#### [SELECTED TEXT]
In response to the posts on interview prep, a reader writes:
"I disagree with the last suggestion, (if the interview committee has 12 people just leave). Better advice for the LYS’er is to meet the committee face to face, be you, and engage them in the interview process. What you learn from their questions, opinions, the way they phrase things, how they respond and their subtle (and sometimes not so subtle) body language in response to your statements, etc., etc., etc., will give you invaluable insight into the mind-set of ‘weak-leadership-organization’.
Those organizations represent the overwhelming number of districts in education and therefore represent what you are almost guaranteed to face for the rest of your career. In order to survive, the more you understand about their flawed paradigm, the better prepared (and more successfully) you are able to play the role of change agent.
If it helps, think of ‘THEM’ as the enemy, you have a golden opportunity to get to know how ‘THEY’ operate. Do not squander it.
“Know the enemy and know yourself, and in a hundred battles you will never be in peril…”Sun Tzu, 400-320 B.C."

#### [DATA EXTRACT]
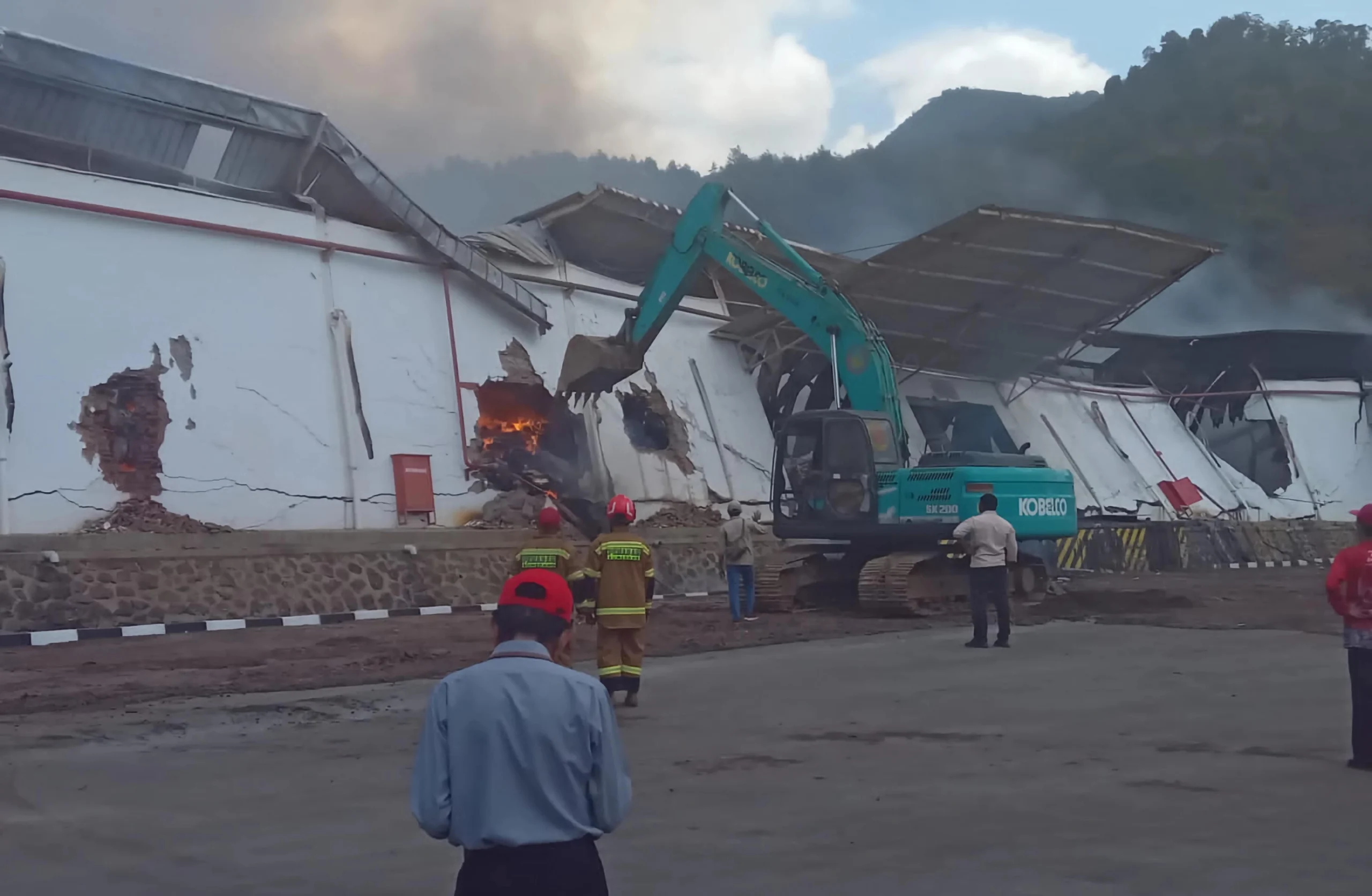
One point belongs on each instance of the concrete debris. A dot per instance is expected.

#### [WHAT THE EXERCISE ASKS]
In the interview-prep text, rewrite the passage starting at "In response to the" and ending at "mind-set of ‘weak-leadership-organization’.", substituting "panel" for each "committee". The lines above play no part in this.

#### [RESPONSE FOR THIS EXERCISE]
In response to the posts on interview prep, a reader writes:
"I disagree with the last suggestion, (if the interview panel has 12 people just leave). Better advice for the LYS’er is to meet the panel face to face, be you, and engage them in the interview process. What you learn from their questions, opinions, the way they phrase things, how they respond and their subtle (and sometimes not so subtle) body language in response to your statements, etc., etc., etc., will give you invaluable insight into the mind-set of ‘weak-leadership-organization’.